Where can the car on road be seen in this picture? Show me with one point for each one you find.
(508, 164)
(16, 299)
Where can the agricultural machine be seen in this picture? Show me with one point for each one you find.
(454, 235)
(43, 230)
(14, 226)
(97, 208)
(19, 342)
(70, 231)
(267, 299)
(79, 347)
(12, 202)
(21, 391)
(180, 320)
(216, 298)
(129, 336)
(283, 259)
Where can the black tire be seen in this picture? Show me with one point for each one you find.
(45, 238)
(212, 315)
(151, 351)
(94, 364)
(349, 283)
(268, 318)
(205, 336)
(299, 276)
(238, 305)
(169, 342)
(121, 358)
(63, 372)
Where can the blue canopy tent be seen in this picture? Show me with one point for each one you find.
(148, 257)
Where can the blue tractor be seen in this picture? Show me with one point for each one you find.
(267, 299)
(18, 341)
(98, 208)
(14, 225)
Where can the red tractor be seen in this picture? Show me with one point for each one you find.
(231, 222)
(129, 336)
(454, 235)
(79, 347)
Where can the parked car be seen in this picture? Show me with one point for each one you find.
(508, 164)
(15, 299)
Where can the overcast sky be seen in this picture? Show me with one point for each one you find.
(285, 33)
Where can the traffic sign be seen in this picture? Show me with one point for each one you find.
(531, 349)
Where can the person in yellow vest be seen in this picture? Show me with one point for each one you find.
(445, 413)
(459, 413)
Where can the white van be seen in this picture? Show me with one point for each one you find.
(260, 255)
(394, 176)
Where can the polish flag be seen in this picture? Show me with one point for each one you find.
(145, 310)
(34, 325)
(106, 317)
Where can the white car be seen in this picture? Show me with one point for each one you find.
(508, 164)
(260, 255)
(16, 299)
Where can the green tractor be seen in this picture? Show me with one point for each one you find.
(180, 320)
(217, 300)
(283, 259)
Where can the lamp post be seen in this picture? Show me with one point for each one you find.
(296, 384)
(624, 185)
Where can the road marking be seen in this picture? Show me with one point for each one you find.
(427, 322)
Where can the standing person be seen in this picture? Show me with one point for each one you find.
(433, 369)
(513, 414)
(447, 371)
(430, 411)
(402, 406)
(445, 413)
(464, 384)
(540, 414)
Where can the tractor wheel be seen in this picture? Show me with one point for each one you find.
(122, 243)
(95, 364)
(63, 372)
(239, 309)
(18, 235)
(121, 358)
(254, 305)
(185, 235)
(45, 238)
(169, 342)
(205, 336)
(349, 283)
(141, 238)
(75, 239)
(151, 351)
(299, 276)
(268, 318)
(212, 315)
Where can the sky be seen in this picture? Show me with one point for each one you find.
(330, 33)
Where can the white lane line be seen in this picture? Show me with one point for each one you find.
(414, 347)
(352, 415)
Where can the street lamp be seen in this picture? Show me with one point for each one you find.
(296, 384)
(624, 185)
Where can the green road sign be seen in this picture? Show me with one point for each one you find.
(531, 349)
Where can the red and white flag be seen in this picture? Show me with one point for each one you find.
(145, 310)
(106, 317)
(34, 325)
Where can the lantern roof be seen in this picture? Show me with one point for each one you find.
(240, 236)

---

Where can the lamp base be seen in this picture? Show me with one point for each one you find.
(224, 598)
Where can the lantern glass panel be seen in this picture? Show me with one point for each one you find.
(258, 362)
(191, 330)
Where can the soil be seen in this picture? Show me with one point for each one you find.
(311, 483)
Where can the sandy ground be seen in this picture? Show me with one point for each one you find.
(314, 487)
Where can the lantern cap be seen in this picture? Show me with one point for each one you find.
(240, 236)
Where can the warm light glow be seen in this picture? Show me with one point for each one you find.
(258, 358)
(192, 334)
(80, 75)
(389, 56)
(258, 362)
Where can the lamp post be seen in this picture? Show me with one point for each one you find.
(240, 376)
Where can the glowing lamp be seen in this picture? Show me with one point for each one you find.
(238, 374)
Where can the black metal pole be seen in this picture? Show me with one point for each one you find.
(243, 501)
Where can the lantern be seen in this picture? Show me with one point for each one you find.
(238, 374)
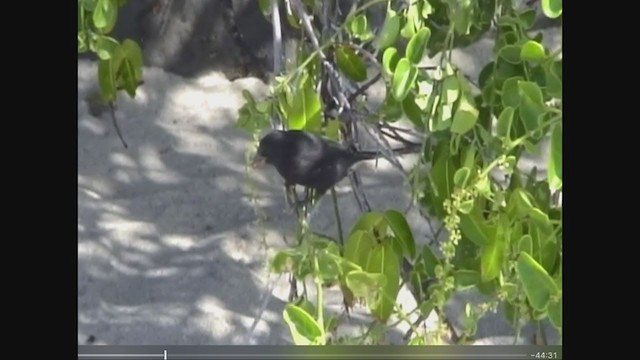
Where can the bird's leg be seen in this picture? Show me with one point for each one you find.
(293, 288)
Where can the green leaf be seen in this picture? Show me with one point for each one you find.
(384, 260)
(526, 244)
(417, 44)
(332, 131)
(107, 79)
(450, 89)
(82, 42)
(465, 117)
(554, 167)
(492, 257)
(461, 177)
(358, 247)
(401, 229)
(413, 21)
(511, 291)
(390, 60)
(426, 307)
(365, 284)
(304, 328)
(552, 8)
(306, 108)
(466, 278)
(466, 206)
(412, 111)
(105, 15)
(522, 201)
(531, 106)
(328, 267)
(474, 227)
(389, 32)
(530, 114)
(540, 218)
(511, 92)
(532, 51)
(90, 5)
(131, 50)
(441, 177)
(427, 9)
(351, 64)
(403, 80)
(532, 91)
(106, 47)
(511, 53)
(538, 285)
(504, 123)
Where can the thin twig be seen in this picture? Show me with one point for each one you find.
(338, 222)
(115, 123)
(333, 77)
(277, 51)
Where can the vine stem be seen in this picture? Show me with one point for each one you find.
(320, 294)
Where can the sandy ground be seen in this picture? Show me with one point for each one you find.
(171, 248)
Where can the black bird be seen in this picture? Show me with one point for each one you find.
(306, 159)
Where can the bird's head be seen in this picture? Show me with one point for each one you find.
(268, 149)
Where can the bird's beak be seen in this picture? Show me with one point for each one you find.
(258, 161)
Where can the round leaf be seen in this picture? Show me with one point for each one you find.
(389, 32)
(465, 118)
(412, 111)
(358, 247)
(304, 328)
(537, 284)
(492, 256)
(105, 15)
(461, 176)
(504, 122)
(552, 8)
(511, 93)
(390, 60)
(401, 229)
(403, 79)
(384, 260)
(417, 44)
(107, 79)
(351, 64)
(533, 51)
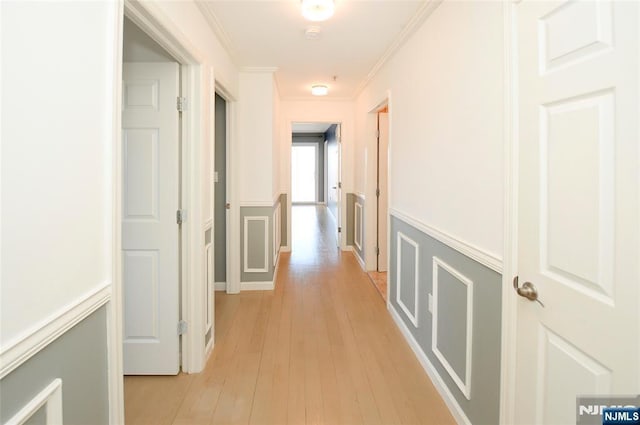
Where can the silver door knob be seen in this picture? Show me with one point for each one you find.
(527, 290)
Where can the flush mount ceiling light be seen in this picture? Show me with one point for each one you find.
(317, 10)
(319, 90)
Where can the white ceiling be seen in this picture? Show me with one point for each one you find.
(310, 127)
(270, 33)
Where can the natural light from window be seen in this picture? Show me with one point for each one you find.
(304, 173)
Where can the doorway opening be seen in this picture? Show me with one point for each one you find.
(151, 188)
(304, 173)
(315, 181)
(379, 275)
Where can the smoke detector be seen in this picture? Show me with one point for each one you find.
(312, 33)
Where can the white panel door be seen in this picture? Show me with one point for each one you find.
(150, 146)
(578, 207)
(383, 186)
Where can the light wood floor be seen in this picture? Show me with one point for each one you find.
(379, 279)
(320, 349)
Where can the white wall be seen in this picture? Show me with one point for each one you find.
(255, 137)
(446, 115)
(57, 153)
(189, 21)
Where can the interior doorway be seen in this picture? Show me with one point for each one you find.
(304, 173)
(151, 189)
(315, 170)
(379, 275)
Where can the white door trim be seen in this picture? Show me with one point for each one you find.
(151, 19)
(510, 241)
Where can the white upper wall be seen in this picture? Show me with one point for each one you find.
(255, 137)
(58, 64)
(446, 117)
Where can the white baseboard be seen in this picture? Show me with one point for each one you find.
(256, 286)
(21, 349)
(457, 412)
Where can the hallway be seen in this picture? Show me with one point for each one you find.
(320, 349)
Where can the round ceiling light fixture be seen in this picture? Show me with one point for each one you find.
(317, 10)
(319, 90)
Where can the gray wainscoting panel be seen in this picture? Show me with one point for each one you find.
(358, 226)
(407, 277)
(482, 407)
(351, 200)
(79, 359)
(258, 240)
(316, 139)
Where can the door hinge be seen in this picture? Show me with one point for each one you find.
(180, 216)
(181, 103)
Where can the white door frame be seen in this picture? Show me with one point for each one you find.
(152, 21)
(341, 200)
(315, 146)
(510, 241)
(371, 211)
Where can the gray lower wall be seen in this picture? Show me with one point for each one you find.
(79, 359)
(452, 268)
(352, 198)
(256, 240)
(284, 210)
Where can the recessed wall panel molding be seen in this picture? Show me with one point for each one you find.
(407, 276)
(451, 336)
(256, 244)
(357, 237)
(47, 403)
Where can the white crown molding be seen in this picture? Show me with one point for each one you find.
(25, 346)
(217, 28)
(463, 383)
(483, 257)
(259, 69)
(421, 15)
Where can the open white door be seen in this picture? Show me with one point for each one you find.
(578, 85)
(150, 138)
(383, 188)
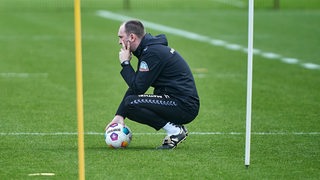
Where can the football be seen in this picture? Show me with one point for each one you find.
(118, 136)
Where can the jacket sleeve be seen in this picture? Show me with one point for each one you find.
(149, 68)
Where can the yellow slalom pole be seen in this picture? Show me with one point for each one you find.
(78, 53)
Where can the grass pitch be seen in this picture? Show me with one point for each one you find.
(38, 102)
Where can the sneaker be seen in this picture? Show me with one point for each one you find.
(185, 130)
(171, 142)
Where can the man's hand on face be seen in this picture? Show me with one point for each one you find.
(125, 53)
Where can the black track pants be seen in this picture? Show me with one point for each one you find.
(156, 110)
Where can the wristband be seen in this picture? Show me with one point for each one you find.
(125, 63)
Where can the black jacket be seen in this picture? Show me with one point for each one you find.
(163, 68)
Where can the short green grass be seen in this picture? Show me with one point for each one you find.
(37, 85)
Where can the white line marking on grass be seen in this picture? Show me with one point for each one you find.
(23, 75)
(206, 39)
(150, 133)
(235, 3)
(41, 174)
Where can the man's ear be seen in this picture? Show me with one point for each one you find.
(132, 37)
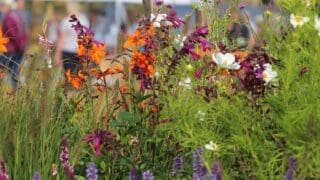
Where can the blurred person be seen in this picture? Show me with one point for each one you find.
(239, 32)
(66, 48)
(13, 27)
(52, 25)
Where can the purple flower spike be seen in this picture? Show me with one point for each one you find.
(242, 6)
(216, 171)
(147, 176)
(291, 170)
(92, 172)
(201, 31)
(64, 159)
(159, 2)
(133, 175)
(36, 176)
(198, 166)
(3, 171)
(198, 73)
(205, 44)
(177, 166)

▸ **Что требуется**
Соберите все строки записей, где встречается слово «person», и перепишите их. Регистр букв учитывается.

▸ **Решение**
Where can the person in yellow vest be seen in this picture? Show me with one point for each one you find.
Where can the standing person be seen in this picture? Show me with one point for each one you find.
Where can the blurred person be seen in this picture? Show me with one point for each one you find.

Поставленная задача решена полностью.